◆ WHAT IS EXPECTED ◆
Pick out each line in the rows below that contains the word "drink", and copy those lines. Case counts.

◆ EXERCISE MATERIALS ◆
__________________________________________________
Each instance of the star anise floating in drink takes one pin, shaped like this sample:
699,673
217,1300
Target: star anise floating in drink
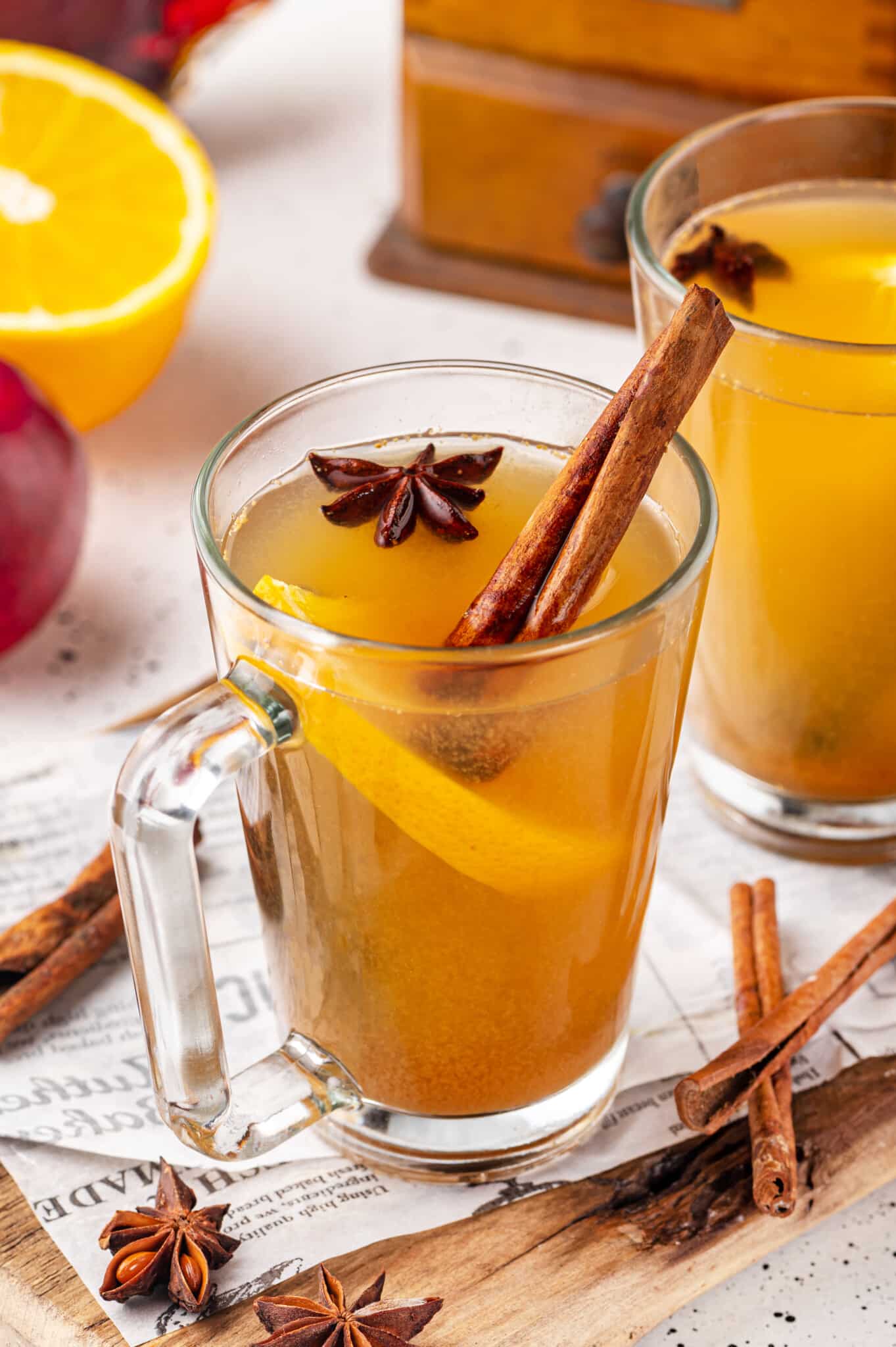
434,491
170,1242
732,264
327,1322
__________________________________________________
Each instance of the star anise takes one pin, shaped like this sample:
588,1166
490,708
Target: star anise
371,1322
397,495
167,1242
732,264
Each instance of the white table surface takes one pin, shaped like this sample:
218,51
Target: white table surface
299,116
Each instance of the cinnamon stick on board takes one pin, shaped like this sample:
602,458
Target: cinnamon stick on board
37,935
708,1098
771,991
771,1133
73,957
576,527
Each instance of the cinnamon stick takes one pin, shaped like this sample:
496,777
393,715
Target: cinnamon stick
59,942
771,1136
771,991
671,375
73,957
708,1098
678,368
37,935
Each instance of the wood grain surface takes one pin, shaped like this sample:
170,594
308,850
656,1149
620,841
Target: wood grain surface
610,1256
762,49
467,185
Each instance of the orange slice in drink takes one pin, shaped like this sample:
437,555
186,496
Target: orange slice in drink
__________________________________________________
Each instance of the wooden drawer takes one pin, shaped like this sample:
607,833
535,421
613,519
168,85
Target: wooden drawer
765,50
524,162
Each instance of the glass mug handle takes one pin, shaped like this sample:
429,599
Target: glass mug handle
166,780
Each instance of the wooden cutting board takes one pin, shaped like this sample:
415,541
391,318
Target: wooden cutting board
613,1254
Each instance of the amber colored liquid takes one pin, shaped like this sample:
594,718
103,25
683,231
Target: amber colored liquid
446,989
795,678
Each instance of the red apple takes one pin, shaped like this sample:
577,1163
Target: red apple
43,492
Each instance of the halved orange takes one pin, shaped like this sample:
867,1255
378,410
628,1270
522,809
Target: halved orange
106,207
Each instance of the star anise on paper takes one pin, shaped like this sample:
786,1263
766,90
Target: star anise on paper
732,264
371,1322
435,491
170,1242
__________________________________________________
◆ ANSWER TO THIS PROBLEM ◆
Each instance of the star anise floating in drink takes one pin, shaped like this sample:
Target: star anise floating in drink
Each instance of the orange slice in drink takes one pin, shaped like this sample:
Target: orange slice in drink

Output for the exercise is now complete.